Supplied data:
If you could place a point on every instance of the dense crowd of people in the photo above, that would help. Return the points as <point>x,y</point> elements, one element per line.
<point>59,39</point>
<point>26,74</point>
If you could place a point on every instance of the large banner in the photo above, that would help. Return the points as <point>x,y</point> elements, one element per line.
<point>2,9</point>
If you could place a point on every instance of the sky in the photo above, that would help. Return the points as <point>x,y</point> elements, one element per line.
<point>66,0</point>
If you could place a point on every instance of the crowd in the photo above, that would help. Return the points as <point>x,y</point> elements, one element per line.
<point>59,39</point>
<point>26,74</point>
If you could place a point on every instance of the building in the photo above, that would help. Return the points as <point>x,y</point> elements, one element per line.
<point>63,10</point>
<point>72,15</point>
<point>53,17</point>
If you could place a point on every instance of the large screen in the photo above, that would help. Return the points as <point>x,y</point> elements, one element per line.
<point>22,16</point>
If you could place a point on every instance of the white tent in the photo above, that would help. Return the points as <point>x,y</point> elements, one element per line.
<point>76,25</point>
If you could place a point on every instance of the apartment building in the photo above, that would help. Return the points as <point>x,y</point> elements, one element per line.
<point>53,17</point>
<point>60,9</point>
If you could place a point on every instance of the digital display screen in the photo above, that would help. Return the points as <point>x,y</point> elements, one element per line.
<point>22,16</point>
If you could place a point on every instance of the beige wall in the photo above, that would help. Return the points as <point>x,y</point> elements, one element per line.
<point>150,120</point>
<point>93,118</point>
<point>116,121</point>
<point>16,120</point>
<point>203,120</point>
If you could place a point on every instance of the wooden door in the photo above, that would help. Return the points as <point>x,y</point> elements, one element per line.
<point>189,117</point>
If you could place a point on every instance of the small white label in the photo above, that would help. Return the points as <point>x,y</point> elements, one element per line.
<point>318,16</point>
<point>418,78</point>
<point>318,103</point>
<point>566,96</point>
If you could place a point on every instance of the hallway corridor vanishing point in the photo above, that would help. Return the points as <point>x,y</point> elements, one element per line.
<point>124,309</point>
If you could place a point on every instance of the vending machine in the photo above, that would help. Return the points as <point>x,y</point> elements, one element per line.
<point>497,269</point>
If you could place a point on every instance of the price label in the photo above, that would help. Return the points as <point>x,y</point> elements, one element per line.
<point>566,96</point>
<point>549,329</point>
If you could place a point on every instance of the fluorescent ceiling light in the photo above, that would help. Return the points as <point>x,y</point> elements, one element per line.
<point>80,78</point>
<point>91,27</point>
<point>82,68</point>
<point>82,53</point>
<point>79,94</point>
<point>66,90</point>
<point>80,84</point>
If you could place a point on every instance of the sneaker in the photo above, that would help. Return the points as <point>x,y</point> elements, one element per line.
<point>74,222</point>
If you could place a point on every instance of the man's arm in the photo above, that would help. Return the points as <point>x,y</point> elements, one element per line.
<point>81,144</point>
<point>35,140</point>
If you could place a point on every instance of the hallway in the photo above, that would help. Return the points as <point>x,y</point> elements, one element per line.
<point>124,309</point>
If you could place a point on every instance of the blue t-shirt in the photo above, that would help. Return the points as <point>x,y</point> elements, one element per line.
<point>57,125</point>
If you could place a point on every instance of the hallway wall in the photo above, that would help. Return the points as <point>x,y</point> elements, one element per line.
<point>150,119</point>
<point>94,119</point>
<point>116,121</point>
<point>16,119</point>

Exercise brief: Add 37 to every coordinate in the answers in the part of the material that opens with the line containing "instance of the sky" and closes with the line containing "<point>189,117</point>". Write out that whole part again with the request lines unchanged.

Task result:
If you could place a point on every instance of the sky in the photo above, that would help. Return the points as <point>x,y</point> elements, one element per line.
<point>103,37</point>
If you could place a point on every instance of the crowd in the photo above, that would help. Return the points as <point>x,y</point> elements, one element per line.
<point>96,76</point>
<point>63,111</point>
If you could place a point on every instance of the building in the photo above, that would help. Return the points as <point>x,y</point> elements, one element per line.
<point>100,47</point>
<point>109,52</point>
<point>90,54</point>
If you could place a point on every instance of the large screen in the photo above, that would help. Return the points as <point>x,y</point> elements, one element per line.
<point>59,53</point>
If you could place a point on every instance of the white tent in the photo above, that would help. Return the points as <point>x,y</point> elements, one element per line.
<point>113,62</point>
If you could place a point on every instance of the apartment building in the photo above, that would help. Return the points as <point>x,y</point> elements, one element per line.
<point>90,54</point>
<point>97,46</point>
If you could place a point on every instance of the digital display screen in the photo above, that would help. Return the points as <point>x,y</point> elements, one element per line.
<point>59,53</point>
If you could place a point on every instance of the beige wall in the photo above, that would help. Return the points as <point>x,y</point> elements, one element per line.
<point>187,157</point>
<point>130,155</point>
<point>153,158</point>
<point>53,157</point>
<point>240,157</point>
If you could place a point on every instance of the wooden door in the photo above, that would help. Return the points as <point>x,y</point> elements, one element per line.
<point>226,154</point>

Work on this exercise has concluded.